— Coordinate annotation records —

>>>>

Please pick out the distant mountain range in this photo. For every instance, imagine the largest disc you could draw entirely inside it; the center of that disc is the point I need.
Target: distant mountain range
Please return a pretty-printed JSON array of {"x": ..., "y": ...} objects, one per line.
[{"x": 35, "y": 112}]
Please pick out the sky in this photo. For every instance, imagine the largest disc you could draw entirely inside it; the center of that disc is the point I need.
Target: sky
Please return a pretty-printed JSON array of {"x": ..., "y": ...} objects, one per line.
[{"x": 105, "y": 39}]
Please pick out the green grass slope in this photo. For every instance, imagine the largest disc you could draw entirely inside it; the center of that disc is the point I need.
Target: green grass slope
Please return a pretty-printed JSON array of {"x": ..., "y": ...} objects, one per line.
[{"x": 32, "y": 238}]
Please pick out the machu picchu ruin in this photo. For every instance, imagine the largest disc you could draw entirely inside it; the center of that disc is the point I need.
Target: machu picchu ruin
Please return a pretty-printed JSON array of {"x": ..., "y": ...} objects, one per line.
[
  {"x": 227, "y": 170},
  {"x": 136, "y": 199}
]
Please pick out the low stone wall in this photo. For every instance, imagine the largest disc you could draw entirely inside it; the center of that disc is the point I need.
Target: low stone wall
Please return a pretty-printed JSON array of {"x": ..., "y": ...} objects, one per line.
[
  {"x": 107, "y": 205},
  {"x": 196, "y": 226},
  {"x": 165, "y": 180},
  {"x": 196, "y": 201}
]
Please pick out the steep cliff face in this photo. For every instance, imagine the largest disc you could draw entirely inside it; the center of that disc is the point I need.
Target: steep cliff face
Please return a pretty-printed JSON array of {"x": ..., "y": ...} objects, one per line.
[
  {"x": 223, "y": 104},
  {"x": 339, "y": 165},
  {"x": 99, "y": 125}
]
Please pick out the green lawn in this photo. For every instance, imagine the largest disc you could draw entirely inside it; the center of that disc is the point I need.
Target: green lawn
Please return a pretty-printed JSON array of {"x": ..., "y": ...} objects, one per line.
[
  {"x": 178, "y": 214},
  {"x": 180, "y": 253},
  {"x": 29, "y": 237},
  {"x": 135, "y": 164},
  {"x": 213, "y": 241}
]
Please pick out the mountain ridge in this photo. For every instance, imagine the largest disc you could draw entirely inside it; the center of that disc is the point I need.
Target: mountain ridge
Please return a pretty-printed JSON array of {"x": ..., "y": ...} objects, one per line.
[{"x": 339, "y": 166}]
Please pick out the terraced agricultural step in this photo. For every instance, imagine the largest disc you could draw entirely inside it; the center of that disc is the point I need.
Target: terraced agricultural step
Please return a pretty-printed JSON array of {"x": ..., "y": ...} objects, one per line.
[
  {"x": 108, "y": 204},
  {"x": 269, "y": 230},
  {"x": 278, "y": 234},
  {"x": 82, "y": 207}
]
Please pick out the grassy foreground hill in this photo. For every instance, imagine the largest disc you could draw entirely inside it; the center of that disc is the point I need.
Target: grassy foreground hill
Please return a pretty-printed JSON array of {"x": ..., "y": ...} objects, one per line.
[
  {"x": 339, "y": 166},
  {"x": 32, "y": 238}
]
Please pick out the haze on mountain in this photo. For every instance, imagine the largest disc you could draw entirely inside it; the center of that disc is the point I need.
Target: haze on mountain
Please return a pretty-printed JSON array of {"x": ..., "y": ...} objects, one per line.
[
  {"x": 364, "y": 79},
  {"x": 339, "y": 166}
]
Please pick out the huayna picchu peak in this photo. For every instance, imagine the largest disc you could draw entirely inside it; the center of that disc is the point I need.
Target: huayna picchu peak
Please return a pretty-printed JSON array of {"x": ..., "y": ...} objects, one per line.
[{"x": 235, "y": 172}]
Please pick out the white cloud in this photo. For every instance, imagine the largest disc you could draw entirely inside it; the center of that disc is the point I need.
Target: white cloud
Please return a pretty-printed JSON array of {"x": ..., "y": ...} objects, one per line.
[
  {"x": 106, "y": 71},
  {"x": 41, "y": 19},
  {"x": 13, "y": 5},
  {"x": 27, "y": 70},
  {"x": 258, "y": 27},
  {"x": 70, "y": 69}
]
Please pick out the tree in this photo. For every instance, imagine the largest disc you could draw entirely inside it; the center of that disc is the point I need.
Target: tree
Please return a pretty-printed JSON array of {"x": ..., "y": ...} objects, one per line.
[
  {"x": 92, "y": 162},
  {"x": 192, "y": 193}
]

<<<<

Convert the material above into a JSON list of strings, with each line as its own string and blank lines omitted. Include every line of the material.

— Correct output —
[
  "Please pick out the distant mountain range in this photo. For every instance, imagine the largest disc you could draw entirely inside it; the center of that disc is the point I need.",
  "Target: distant mountain range",
  "Please return a pretty-printed JSON array of {\"x\": ..., \"y\": ...} objects, one per line.",
  "[{\"x\": 35, \"y\": 112}]",
  "Please pick out the sky in this photo. For every instance, imagine the largest disc you could draw entirely inside it; the center of that disc is the point I need.",
  "Target: sky",
  "Please return a pretty-printed JSON array of {\"x\": ..., \"y\": ...} objects, one per line.",
  "[{\"x\": 105, \"y\": 39}]",
  "Please pick out the green grass slope in this photo. For every instance, imagine the largest disc you could draw entirely inside it; the center of that disc is the point I need.",
  "Target: green grass slope",
  "Please return a pretty-printed JSON array of {\"x\": ..., \"y\": ...} objects, one per line.",
  "[{\"x\": 32, \"y\": 238}]",
  "Please pick out the machu picchu ruin in this photo. For every instance, imagine the largest disc you could draw entirely inside it; the center of that disc is the point I need.",
  "Target: machu picchu ruin",
  "Please return a pretty-printed JSON array of {\"x\": ..., \"y\": ...} objects, one per line.",
  "[",
  "  {\"x\": 227, \"y\": 170},",
  "  {\"x\": 136, \"y\": 199}",
  "]",
  "Please pick out the low stone wall in this photo. For every instance, imagine the largest disc you could draw entirely inside it; the center of that disc is the point I need.",
  "Target: low stone wall",
  "Please return a pretty-printed JSON array of {\"x\": ..., \"y\": ...} objects, one per line.",
  "[",
  "  {\"x\": 107, \"y\": 205},",
  "  {\"x\": 196, \"y\": 226},",
  "  {\"x\": 165, \"y\": 180},",
  "  {\"x\": 196, \"y\": 201}",
  "]",
  "Please pick out the steep cliff face in this photo. For every instance, imagine the largest disc you could draw entirely inside it; the center of that disc is the point I need.",
  "Target: steep cliff face",
  "Please return a pretty-printed JSON array of {\"x\": ..., \"y\": ...} objects, one per line.",
  "[",
  "  {\"x\": 223, \"y\": 104},",
  "  {\"x\": 339, \"y\": 165},",
  "  {\"x\": 99, \"y\": 125}",
  "]",
  "Please pick out the green lawn in this photo. For every instance, imagine the largest disc you could draw entirely inside it; the center of that disc is the point I need.",
  "Target: green lawn",
  "Please return a pretty-printed JSON array of {\"x\": ..., \"y\": ...} objects, one per line.",
  "[",
  "  {\"x\": 178, \"y\": 214},",
  "  {\"x\": 180, \"y\": 253},",
  "  {\"x\": 29, \"y\": 237},",
  "  {\"x\": 135, \"y\": 164},",
  "  {\"x\": 213, \"y\": 241}",
  "]",
  "Please pick out the mountain ridge in this photo. For every instance, imagine the largest disc you could draw entirely inside it; the center of that disc is the point I need.",
  "Target: mountain ridge",
  "Please return a pretty-printed JSON array of {\"x\": ..., \"y\": ...} objects, one per line.",
  "[{\"x\": 339, \"y\": 166}]",
  "Please pick out the terraced agricultural step in this photo. For every instance, imagine the largest disc you could draw entirely inside it; the center of that disc is the point I need.",
  "Target: terraced agricultural step",
  "Please return a pretty-printed JSON array of {\"x\": ..., \"y\": ...} objects, one per line.",
  "[",
  "  {\"x\": 108, \"y\": 204},",
  "  {\"x\": 269, \"y\": 230},",
  "  {\"x\": 278, \"y\": 234},",
  "  {\"x\": 82, \"y\": 207}",
  "]",
  "Please pick out the grassy foreground hill in this photo. For every instance, imagine the largest disc you could draw entirely inside it; the center of that disc is the point I need.",
  "Target: grassy foreground hill",
  "Please return a pretty-printed JSON array of {\"x\": ..., \"y\": ...} objects, one per line.",
  "[",
  "  {\"x\": 339, \"y\": 166},",
  "  {\"x\": 32, \"y\": 238}",
  "]",
  "Please pick out the haze on mountain in this photo. For every instance, imagine the largest disc you could draw entirely inside it; the center of that disc is the point I need.",
  "Target: haze on mountain",
  "Please return a pretty-printed JSON array of {\"x\": ..., \"y\": ...} objects, one per line.",
  "[",
  "  {\"x\": 364, \"y\": 79},",
  "  {\"x\": 339, \"y\": 166}",
  "]",
  "Please pick out the huayna picchu peak in this photo. For every instance, imagine the largest disc you could draw entirely inside it; the center of that disc is the point I need.",
  "Target: huayna picchu peak",
  "Please return a pretty-printed JSON array of {\"x\": ..., \"y\": ...} objects, one per line.",
  "[{\"x\": 235, \"y\": 172}]",
  "Please pick out the white cloud in this photo. For every instance, imagine the largest disc you could draw entirely inside it; the center of that disc is the point I need.",
  "Target: white cloud",
  "Please return a pretty-printed JSON array of {\"x\": ..., \"y\": ...} objects, one per line.",
  "[",
  "  {\"x\": 106, \"y\": 71},",
  "  {\"x\": 41, \"y\": 19},",
  "  {\"x\": 13, \"y\": 5},",
  "  {\"x\": 27, \"y\": 70},",
  "  {\"x\": 258, \"y\": 27},",
  "  {\"x\": 70, \"y\": 69}",
  "]",
  "Please pick out the tree in this photo. For every instance, imagine the largest disc you could draw entirely inside it; the center of that disc is the point I need.",
  "Target: tree",
  "Please return a pretty-printed JSON array of {\"x\": ..., \"y\": ...} objects, one per line.",
  "[",
  "  {\"x\": 92, \"y\": 162},",
  "  {\"x\": 192, \"y\": 193}",
  "]"
]